Exercise material -
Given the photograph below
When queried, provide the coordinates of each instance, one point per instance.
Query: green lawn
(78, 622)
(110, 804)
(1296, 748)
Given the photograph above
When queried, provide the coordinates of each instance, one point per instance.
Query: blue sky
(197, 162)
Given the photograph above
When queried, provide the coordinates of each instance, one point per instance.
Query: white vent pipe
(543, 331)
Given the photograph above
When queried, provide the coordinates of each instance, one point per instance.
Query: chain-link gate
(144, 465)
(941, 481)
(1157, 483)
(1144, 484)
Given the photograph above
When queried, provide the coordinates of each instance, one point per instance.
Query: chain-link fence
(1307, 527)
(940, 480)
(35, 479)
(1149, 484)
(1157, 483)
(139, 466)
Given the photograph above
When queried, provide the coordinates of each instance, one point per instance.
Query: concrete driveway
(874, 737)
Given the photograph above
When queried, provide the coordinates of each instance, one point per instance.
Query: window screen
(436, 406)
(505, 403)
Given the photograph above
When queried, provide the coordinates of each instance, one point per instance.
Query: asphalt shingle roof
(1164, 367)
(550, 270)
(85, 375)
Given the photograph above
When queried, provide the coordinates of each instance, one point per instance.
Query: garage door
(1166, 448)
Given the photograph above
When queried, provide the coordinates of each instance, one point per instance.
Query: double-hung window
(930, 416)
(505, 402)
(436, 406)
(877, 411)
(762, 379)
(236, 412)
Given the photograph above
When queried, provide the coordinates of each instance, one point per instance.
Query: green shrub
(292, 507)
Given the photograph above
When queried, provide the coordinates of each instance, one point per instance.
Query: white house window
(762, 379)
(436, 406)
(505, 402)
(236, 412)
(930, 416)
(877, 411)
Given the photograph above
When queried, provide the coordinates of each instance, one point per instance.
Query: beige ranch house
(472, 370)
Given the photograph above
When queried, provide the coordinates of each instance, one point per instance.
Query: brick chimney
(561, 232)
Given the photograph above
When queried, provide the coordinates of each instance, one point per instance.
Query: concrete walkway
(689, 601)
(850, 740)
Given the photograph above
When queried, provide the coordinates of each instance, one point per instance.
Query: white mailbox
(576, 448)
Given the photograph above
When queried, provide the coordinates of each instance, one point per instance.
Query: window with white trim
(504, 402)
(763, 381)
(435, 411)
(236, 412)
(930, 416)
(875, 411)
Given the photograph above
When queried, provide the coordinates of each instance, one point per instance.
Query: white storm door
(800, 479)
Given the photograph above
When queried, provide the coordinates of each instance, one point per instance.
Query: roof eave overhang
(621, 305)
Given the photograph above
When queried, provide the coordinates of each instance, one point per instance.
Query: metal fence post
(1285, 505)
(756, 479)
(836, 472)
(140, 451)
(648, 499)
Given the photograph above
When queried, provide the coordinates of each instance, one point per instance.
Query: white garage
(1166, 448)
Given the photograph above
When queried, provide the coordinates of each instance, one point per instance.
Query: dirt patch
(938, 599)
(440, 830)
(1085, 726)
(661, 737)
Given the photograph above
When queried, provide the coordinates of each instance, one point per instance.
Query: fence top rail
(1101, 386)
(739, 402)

* * *

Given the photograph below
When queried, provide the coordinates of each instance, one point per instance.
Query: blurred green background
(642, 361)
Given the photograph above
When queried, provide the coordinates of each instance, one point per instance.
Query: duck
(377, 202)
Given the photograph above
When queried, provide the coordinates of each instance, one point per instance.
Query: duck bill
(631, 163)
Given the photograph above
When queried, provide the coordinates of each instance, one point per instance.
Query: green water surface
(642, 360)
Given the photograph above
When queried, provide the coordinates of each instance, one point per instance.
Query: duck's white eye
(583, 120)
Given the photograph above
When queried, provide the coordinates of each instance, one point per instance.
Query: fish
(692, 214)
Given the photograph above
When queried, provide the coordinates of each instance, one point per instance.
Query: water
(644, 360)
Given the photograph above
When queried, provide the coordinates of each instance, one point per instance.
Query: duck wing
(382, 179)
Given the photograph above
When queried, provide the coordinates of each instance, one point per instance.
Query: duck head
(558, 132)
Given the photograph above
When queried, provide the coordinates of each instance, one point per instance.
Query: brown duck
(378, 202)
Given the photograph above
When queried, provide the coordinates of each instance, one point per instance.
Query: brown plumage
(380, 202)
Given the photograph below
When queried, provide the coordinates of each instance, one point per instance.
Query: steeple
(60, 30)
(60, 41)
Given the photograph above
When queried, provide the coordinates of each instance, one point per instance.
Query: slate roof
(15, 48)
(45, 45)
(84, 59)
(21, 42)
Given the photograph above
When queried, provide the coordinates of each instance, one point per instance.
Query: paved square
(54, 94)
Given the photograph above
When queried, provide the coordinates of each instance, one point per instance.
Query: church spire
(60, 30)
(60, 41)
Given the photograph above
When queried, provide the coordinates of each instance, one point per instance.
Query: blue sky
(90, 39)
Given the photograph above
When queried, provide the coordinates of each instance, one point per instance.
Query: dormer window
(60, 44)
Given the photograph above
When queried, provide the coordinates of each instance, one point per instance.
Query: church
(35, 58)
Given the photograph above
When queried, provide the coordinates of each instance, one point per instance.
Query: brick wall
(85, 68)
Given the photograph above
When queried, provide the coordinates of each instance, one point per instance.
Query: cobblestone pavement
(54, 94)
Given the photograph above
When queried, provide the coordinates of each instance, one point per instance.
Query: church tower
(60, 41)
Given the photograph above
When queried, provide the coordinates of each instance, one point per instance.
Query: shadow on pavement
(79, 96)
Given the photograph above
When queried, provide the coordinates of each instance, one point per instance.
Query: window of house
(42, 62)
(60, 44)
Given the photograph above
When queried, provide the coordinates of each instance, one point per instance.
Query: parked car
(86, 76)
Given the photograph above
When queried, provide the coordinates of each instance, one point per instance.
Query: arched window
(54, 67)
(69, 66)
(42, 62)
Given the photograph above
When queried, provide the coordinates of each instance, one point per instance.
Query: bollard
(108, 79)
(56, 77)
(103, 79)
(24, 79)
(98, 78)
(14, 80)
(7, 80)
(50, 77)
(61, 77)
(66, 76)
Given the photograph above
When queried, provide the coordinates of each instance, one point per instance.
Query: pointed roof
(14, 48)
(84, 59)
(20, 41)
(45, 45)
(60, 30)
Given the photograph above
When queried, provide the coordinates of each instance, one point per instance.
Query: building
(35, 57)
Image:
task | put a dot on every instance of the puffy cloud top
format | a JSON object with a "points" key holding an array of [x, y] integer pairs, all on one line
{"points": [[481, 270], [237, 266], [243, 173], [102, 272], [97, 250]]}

Problem to work on - Reproduce exactly the lines of the records above from the one with "Query: brick wall" to the one with "task | put a", both included, and leave out everything else.

Problem solution -
Query: brick wall
(85, 68)
Given the photograph above
When queried, provide the coordinates of each instance, one point per instance.
Query: cobblestone pavement
(54, 94)
Given the photograph above
When queried, provide the coordinates of each instance, one point per instance.
Query: church tower
(60, 41)
Given the photograph above
When queried, provide the coordinates of each instance, one point per instance.
Query: shadow on pavement
(79, 96)
Given the photograph above
When queried, provide the coordinates of each instance, one point per instance.
Query: window of house
(42, 62)
(60, 44)
Given the photograph above
When queried, provide the coordinates of each instance, one point per instance.
Query: parked car
(86, 76)
Given the photograph above
When queried, provide the coordinates of each instance, one point per instance.
Query: arched window
(54, 67)
(69, 66)
(42, 62)
Given the photograph above
When queried, provide the coordinates of each instance, one point per instance.
Query: bollard
(108, 79)
(56, 77)
(103, 79)
(24, 79)
(98, 78)
(14, 80)
(7, 80)
(50, 77)
(61, 77)
(66, 76)
Given the photograph above
When queried, provide the coordinates of each instance, one point per instance.
Query: pointed roof
(14, 48)
(84, 59)
(20, 41)
(45, 45)
(60, 30)
Given the photograph above
When queried, provide the coordinates of each instance, one point per instance.
Query: building
(35, 57)
Image:
task | put a dot on every instance of the puffy cloud top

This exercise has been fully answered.